What you need to do >> Rewrite the material below, changing every "even-odd" to "nonzero" and keeping everything else the same. Omit the pictures.

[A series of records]

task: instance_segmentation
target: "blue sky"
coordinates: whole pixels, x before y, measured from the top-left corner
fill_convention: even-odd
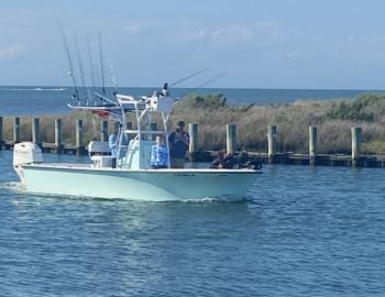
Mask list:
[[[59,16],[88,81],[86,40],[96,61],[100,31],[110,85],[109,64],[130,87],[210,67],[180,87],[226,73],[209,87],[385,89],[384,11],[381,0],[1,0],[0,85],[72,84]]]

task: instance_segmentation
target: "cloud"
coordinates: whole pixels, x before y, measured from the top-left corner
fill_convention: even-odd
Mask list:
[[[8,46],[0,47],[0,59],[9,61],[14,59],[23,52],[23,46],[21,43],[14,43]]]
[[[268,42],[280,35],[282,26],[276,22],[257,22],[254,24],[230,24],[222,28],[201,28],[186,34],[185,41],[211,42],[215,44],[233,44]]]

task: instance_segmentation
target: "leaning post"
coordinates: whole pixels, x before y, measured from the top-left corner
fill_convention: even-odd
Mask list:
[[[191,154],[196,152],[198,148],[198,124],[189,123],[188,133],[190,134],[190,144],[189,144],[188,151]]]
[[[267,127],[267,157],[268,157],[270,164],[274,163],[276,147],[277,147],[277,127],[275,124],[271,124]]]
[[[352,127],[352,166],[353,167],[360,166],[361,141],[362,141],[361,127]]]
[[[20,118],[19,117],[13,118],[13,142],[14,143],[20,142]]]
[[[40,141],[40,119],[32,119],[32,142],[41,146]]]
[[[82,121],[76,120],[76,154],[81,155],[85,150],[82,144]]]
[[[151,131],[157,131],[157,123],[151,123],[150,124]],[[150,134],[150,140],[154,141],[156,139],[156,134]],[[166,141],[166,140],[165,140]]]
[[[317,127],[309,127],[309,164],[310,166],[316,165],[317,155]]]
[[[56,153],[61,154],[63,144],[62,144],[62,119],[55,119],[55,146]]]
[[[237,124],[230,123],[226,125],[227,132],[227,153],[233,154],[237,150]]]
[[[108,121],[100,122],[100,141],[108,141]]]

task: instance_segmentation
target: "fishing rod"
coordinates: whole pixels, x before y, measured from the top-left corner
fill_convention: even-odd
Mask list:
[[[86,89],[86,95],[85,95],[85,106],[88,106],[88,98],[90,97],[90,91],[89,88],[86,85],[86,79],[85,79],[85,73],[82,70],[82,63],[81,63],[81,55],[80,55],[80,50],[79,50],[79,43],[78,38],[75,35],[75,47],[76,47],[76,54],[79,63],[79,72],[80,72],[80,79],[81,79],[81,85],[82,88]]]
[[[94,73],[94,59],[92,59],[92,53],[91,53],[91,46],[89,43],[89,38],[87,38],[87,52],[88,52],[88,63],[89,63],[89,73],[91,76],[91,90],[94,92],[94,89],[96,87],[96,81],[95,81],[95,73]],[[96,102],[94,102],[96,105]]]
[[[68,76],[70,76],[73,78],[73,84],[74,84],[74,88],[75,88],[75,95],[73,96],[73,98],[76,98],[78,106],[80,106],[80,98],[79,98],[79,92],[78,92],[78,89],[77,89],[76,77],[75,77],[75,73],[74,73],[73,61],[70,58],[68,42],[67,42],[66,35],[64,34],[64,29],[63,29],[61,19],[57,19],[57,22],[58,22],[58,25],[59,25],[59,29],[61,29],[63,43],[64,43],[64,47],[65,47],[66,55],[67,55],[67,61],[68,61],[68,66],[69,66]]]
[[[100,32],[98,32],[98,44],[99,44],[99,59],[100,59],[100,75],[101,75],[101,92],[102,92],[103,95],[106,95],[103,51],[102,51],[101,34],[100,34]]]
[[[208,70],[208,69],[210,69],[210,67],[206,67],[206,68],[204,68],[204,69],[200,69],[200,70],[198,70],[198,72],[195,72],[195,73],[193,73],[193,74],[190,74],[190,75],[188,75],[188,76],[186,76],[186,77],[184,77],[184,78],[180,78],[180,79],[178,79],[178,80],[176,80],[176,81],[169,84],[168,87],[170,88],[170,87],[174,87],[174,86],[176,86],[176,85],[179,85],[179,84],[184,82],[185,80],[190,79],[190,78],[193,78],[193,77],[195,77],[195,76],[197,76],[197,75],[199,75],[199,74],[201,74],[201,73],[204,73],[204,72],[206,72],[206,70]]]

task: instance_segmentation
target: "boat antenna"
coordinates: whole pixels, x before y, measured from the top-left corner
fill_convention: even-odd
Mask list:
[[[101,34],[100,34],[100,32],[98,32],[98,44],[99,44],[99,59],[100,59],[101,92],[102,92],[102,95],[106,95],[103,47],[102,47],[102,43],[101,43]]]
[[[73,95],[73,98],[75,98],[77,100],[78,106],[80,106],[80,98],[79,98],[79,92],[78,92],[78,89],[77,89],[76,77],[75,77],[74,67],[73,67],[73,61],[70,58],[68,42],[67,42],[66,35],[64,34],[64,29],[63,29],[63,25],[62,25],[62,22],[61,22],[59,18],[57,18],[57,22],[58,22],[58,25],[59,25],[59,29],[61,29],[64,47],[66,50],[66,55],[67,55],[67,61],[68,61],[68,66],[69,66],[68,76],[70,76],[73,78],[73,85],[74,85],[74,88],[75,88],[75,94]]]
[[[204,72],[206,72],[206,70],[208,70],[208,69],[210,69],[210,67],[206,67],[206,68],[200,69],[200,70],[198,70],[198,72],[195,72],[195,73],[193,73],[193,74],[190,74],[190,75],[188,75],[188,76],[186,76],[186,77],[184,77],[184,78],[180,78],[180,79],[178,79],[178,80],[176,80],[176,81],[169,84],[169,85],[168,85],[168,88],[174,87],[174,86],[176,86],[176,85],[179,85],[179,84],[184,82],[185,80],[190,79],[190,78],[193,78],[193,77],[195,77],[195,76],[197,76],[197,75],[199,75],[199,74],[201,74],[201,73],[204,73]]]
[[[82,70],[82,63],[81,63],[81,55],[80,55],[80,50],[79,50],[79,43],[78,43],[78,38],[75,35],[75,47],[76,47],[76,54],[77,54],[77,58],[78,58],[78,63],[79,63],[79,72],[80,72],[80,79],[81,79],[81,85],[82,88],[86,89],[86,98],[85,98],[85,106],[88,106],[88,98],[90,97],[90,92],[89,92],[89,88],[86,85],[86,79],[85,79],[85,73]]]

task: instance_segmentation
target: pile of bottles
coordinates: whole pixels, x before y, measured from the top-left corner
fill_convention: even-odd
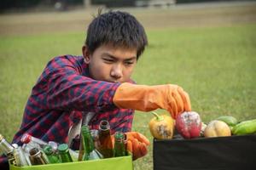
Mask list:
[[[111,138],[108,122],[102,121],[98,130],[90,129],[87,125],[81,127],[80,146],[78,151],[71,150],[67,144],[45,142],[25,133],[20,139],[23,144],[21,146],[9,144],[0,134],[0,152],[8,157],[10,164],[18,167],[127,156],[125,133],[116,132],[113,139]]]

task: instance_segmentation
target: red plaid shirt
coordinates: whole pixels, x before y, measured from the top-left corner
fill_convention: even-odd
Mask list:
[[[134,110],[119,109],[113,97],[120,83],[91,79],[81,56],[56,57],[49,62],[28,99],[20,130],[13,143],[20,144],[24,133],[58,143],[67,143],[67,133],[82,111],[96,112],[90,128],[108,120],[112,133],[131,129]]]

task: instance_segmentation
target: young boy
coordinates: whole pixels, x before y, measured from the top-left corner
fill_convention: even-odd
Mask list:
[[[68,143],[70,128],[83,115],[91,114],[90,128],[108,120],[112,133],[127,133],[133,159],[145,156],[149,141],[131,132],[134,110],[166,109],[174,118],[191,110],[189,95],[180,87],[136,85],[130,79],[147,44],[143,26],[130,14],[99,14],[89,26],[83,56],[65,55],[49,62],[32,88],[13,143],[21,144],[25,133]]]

Answer below >>
task: instance_segmentation
target: "blue sky"
coordinates: whole pixels, x before y, measured from the top-left corner
fill_convention: nonzero
Mask list:
[[[59,16],[88,81],[86,40],[96,61],[100,31],[110,85],[109,64],[130,87],[210,67],[180,87],[226,73],[209,87],[385,89],[384,11],[381,0],[1,0],[0,85],[72,84]]]

task: instance_segmentation
target: "cloud"
coordinates: whole pixels, x before y, measured from the top-left corner
fill_convention: nonzero
Mask list:
[[[8,46],[0,47],[0,59],[9,61],[14,59],[23,52],[23,46],[21,43],[14,43]]]
[[[268,42],[280,35],[282,26],[276,22],[257,22],[254,24],[230,24],[222,28],[201,28],[186,34],[185,41],[211,42],[215,44],[233,44]]]

task: instance_segmentation
target: "leaning post"
coordinates: whole pixels, x before y, measured from the top-left corner
fill_convention: nonzero
Mask list:
[[[191,154],[196,152],[198,148],[198,124],[189,123],[188,133],[190,134],[190,144],[189,144],[188,151]]]
[[[267,127],[267,157],[268,157],[270,164],[274,163],[276,147],[277,147],[277,127],[275,124],[271,124]]]
[[[352,127],[352,166],[353,167],[360,166],[361,141],[362,141],[361,127]]]
[[[20,118],[19,117],[13,118],[13,142],[14,143],[20,142]]]
[[[40,141],[40,119],[32,119],[32,142],[41,146]]]
[[[82,121],[76,120],[76,154],[81,155],[85,150],[82,144]]]
[[[151,131],[157,131],[157,123],[151,123],[150,124]],[[150,134],[150,140],[154,141],[156,139],[156,134]],[[166,141],[166,140],[165,140]]]
[[[317,127],[309,127],[309,164],[310,166],[316,165],[317,155]]]
[[[56,153],[61,154],[63,144],[62,144],[62,119],[55,119],[55,146]]]
[[[237,124],[230,123],[226,125],[227,132],[227,153],[233,154],[237,150]]]
[[[108,121],[100,122],[100,141],[108,141]]]

task: instance_segmentation
target: "fishing rod"
coordinates: whole pixels, x before y, measured from the top-left corner
fill_convention: nonzero
Mask list:
[[[86,89],[86,95],[85,95],[85,106],[88,106],[88,98],[90,97],[90,91],[89,88],[86,85],[86,79],[85,79],[85,73],[82,70],[82,63],[81,63],[81,55],[80,55],[80,50],[79,50],[79,43],[78,38],[75,35],[75,47],[76,47],[76,54],[79,63],[79,72],[80,72],[80,79],[81,79],[81,85],[82,88]]]
[[[94,73],[94,59],[92,59],[92,53],[91,53],[91,46],[89,43],[89,38],[87,38],[87,52],[88,52],[88,63],[89,63],[89,73],[91,76],[91,90],[94,92],[94,89],[96,87],[96,81],[95,81],[95,73]],[[96,102],[94,102],[96,105]]]
[[[68,76],[70,76],[73,78],[73,84],[74,84],[74,88],[75,88],[75,95],[73,96],[73,98],[76,98],[78,106],[80,106],[80,98],[79,98],[79,92],[78,92],[78,89],[77,89],[76,77],[75,77],[75,73],[74,73],[73,61],[70,58],[68,42],[67,42],[66,35],[64,34],[64,29],[63,29],[61,19],[57,19],[57,22],[58,22],[58,25],[59,25],[59,29],[61,29],[63,43],[64,43],[64,47],[65,47],[66,55],[67,55],[67,61],[68,61],[68,66],[69,66]]]
[[[100,32],[98,32],[98,44],[99,44],[99,59],[100,59],[100,75],[101,75],[101,92],[102,92],[103,95],[106,95],[103,51],[102,51],[101,34],[100,34]]]
[[[208,70],[208,69],[210,69],[210,67],[206,67],[206,68],[204,68],[204,69],[200,69],[200,70],[198,70],[198,72],[195,72],[195,73],[193,73],[193,74],[190,74],[190,75],[188,75],[188,76],[186,76],[186,77],[184,77],[184,78],[180,78],[180,79],[178,79],[178,80],[176,80],[176,81],[169,84],[168,87],[170,88],[170,87],[174,87],[174,86],[176,86],[176,85],[179,85],[179,84],[184,82],[185,80],[190,79],[190,78],[193,78],[193,77],[195,77],[195,76],[197,76],[197,75],[199,75],[199,74],[201,74],[201,73],[204,73],[204,72],[206,72],[206,70]]]

task: instance_segmentation
target: "boat antenna"
coordinates: whole pixels, x before y, measured from the top-left corner
fill_convention: nonzero
Mask list:
[[[101,34],[100,34],[100,32],[98,32],[98,44],[99,44],[99,59],[100,59],[101,92],[102,92],[102,95],[106,95],[103,47],[102,47],[102,43],[101,43]]]
[[[73,95],[73,98],[75,98],[77,100],[78,106],[80,106],[80,98],[79,98],[79,92],[78,92],[78,89],[77,89],[76,77],[75,77],[74,67],[73,67],[73,61],[70,58],[68,42],[67,42],[66,35],[64,34],[64,29],[63,29],[63,25],[62,25],[62,22],[61,22],[59,18],[57,18],[57,22],[58,22],[58,25],[59,25],[59,29],[61,29],[64,47],[66,50],[66,55],[67,55],[67,61],[68,61],[68,66],[69,66],[68,76],[70,76],[73,78],[73,85],[74,85],[74,88],[75,88],[75,94]]]
[[[204,72],[206,72],[206,70],[208,70],[208,69],[210,69],[210,67],[206,67],[206,68],[200,69],[200,70],[198,70],[198,72],[195,72],[195,73],[193,73],[193,74],[190,74],[190,75],[188,75],[188,76],[186,76],[186,77],[184,77],[184,78],[180,78],[180,79],[178,79],[178,80],[176,80],[176,81],[169,84],[169,85],[168,85],[168,88],[174,87],[174,86],[176,86],[176,85],[179,85],[179,84],[184,82],[185,80],[190,79],[190,78],[193,78],[193,77],[195,77],[195,76],[197,76],[197,75],[199,75],[199,74],[201,74],[201,73],[204,73]]]
[[[82,70],[82,63],[81,63],[81,55],[80,55],[80,50],[79,50],[79,43],[78,43],[78,38],[75,35],[75,47],[76,47],[76,54],[77,54],[77,58],[78,58],[78,63],[79,63],[79,72],[80,72],[80,79],[81,79],[81,85],[82,88],[86,89],[86,98],[85,98],[85,106],[88,106],[88,98],[90,97],[90,92],[89,92],[89,88],[86,85],[86,79],[85,79],[85,73]]]

task: instance_segmentation
target: pile of bottles
coordinates: whole pixels, x before y, measured from the top-left corner
fill_convention: nonzero
Mask list:
[[[111,138],[108,122],[102,121],[98,130],[90,129],[87,125],[81,127],[80,146],[78,151],[71,150],[67,144],[45,142],[25,133],[20,139],[23,144],[21,146],[9,144],[0,134],[0,152],[8,157],[10,164],[18,167],[127,156],[125,133],[116,132],[113,139]]]

task: instance_segmentation
target: red plaid shirt
coordinates: whole pixels, x before y, measured from the top-left corner
fill_convention: nonzero
Mask list:
[[[134,110],[119,109],[113,97],[120,83],[91,79],[81,56],[56,57],[49,62],[28,99],[20,130],[13,143],[20,144],[24,133],[58,143],[67,143],[67,133],[82,111],[96,112],[90,128],[108,120],[112,133],[131,129]]]

task: instance_segmentation
target: young boy
coordinates: whole pixels, x before y, measured from the top-left corner
fill_convention: nonzero
Mask list:
[[[68,143],[70,128],[83,115],[91,114],[90,128],[108,120],[112,133],[127,133],[133,159],[145,156],[149,141],[131,132],[134,110],[166,109],[174,118],[191,110],[189,95],[180,87],[136,85],[130,79],[147,44],[143,26],[130,14],[99,14],[89,26],[83,56],[65,55],[49,62],[32,88],[13,143],[21,144],[25,133]]]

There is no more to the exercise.